- [Extracted records]
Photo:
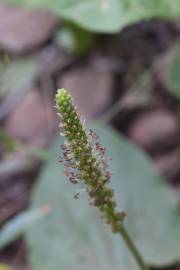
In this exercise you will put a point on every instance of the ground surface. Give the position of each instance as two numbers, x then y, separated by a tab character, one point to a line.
150	117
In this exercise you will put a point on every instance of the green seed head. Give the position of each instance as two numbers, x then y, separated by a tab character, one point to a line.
83	157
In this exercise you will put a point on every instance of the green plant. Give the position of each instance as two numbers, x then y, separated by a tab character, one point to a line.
107	16
84	160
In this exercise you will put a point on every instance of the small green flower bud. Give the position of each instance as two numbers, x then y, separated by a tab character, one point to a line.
79	157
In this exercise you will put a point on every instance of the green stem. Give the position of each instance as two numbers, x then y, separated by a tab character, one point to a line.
133	249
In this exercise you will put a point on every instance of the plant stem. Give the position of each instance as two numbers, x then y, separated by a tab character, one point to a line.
133	249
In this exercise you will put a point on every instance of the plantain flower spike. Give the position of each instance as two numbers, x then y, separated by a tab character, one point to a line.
84	160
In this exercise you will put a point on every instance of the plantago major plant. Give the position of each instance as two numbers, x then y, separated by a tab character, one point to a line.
84	160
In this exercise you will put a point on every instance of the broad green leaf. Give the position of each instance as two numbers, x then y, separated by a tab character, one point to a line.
74	236
107	15
18	225
173	78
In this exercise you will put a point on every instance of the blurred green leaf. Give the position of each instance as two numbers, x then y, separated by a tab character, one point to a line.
9	143
75	39
19	224
17	75
74	237
173	78
107	15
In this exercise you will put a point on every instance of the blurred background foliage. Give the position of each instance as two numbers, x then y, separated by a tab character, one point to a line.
120	59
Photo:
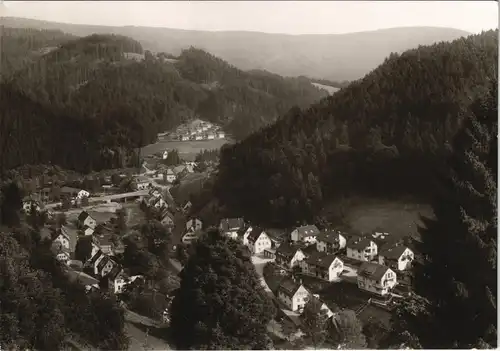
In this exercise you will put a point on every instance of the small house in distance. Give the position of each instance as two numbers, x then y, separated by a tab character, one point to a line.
305	233
376	278
330	242
293	294
324	266
397	257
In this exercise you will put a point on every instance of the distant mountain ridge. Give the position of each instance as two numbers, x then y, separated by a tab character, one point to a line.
326	56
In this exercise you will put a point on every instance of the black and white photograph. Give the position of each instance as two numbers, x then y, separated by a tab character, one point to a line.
248	175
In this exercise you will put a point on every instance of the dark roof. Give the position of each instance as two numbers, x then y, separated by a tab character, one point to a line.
331	237
358	243
307	230
287	250
254	234
321	259
289	287
83	216
228	224
372	270
392	252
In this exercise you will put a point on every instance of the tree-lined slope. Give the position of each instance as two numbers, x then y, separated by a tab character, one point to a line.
380	135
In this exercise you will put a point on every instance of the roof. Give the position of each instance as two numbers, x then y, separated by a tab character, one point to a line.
372	270
307	230
358	243
321	259
331	237
289	287
392	252
254	234
227	224
83	216
287	250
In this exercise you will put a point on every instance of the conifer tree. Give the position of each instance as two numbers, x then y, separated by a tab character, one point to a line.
457	273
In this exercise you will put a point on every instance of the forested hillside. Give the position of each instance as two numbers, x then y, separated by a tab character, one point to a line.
382	135
103	96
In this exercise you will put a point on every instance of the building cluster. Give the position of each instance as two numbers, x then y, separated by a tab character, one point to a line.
197	131
100	269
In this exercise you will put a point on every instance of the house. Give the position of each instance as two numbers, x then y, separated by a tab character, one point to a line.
142	183
187	206
167	218
190	236
361	248
84	219
169	176
196	223
322	265
288	255
330	242
376	278
231	225
397	257
306	233
293	294
258	241
31	204
81	194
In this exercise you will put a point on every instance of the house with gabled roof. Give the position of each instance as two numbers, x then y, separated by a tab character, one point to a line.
84	219
231	225
397	257
293	294
324	266
289	255
331	241
167	218
361	248
305	233
376	278
258	241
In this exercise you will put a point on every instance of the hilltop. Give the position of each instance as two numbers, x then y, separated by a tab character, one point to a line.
121	96
383	135
336	57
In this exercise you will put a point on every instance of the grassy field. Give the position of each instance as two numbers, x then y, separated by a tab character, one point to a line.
187	149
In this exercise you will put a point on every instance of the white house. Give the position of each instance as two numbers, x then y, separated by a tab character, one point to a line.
288	255
30	204
167	218
376	278
306	233
82	193
84	219
330	242
324	266
293	294
196	223
231	225
169	176
397	257
258	241
361	249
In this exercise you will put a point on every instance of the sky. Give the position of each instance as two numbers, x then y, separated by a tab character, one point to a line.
290	17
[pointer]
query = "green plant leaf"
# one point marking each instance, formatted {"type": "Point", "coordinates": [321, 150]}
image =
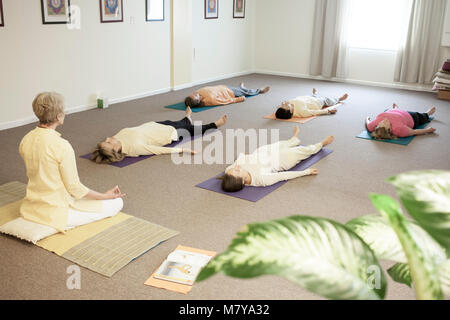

- [Exercise objective] Set down the entries above exactly; no pictures belong in the copy.

- [Reply to the exercise]
Photo:
In this exercise you will put a point on every instance of the ground surface. Give the position of each instance as two numbers, x then y, separated by a tab character, one point to a line.
150	117
In this exercise you will put a point on every instance of the green seed head. Give the position of each instance as two numbers, x then y, separated by a tab character, one point to a line.
83	157
In this exercise you will put a point on every instance of the green plant. Give the position of each instance as two numbers, x then y, separated by a tab character, one point to a line.
107	16
84	160
In this exercise you will put a point on every instance of the small green flower bud. Give the position of each instance as two numbers, x then y, separated by a tab character, one point to a line.
79	157
In this exercise you will put a point on every instance of the green stem. Give the position of each instance as two numbers, x then y, separated by a tab character, one point to a line.
133	249
In this exercise you will put a point on every instance of the plant stem. Give the position of each instance as two numbers, x then y, separated by a tab character, one point to a line.
133	249
In this exercise you will put a point on every instance of the plantain flower spike. Give the position of each instance as two numbers, x then y, separated by a tab character, one point to a line.
84	160
In this exercise you will put a point on every instance of the plantago major plant. Give the position of each instance as two numbers, x then y, separated by a tab character, one point to a line.
84	160
In this exercise you will put a point on every instance of the broad green leaf. Give the position of each instance as two numbers, x then y, separated by a tab character, one point to a line.
74	236
107	15
18	225
173	78
In this exercise you will put a point on every instance of the blurred green leaf. Give the position of each instance as two numbers, x then y, separated by a tab character, one point to a line.
9	143
75	39
19	224
17	75
74	237
173	78
107	15
In this exercise you will put a point on every instance of the blurred background foliage. Give the position of each instance as two numbers, x then y, separated by a tab character, one point to a line.
120	59
Photo:
In this exercise you will put a point on every instance of the small house in distance. Give the position of each instance as two numbers, x then y, separated by a tab character, one point to a line.
305	233
376	278
330	242
293	294
324	266
397	257
In this exercise you will put a point on every instance of the distant mountain ridge. Give the position of each instance as two numbers, x then y, separated by a tab character, one point to a line.
326	56
In this exercise you will put a point on every instance of the black and white photograph. Give the position of each instance as two numbers, x then y, separated by a tab character, one point to a line.
248	175
In this exercise you will put a point on every instance of the dark roof. Give the position of each instance as two numbers, x then y, separated by a tab character, one point to a line.
331	237
358	243
307	230
287	250
254	234
321	259
289	287
83	216
228	224
372	270
392	252
In this exercise you will put a point on every instance of the tree-lined slope. Give the position of each instance as two numbers, x then y, separated by a tab character, one point to a line.
380	135
In this exercise you will put a point on every instance of the roof. Give the position of each instance as two numbers, x then y, separated by a tab character, one point to a line.
372	270
307	230
358	243
321	259
331	237
289	287
392	252
254	234
227	224
83	216
287	250
In this exercise you will put a point on every instance of the conifer tree. Give the position of each instance as two numbers, x then y, separated by a tab character, one point to a line.
457	273
In this exercise you will put a point on every instance of the forested hillside. Give the position of each instance as two numbers, x then y, separated by a tab character, one point to a line.
382	135
103	96
In this exercise you will put a point on every instance of the building cluster. Give the position of each instance as two numbers, x then y, separated by a tab character, one point to a line.
197	131
100	269
In this exercise you will put a point on every instance of the house. Give the position of each instance as two numbers, x then y, separated by a tab character, one point to a line.
142	183
187	206
167	218
190	236
361	248
84	219
169	176
196	223
322	265
288	255
330	242
376	278
231	225
397	257
306	233
293	294
258	241
31	204
81	194
In this exercise you will put a point on every instance of the house with gabled roof. Give the position of each instance as two numbers, x then y, separated by a tab character, one point to a line.
84	219
231	225
397	257
293	294
324	266
289	255
331	241
167	218
361	248
305	233
376	278
258	241
In this exercise you will put a point on every instance of the hilltop. Give the position of each instance as two numbers, x then y, separated by a tab character, one point to a line.
121	96
383	135
336	57
In this exercise you will put a point on every instance of the grassy field. Give the position of each instance as two numbers, x then y, separated by a tab character, one point to a line.
187	149
In this exercise you will put a point on every instance of the white house. Give the position of each instance as two numbers, x then y, separated by a tab character, one point to a line.
288	255
30	204
167	218
376	278
306	233
82	193
84	219
330	242
324	266
293	294
196	223
231	225
169	176
397	257
258	241
361	249
In this exercise you will put a point on every instance of the sky. Give the position of each instance as two numbers, x then y, separated by a tab character, one point to a line.
290	17
[pointer]
query = "green plant leaf"
# one point marking each instance, formatted {"type": "Point", "coordinates": [321, 150]}
image =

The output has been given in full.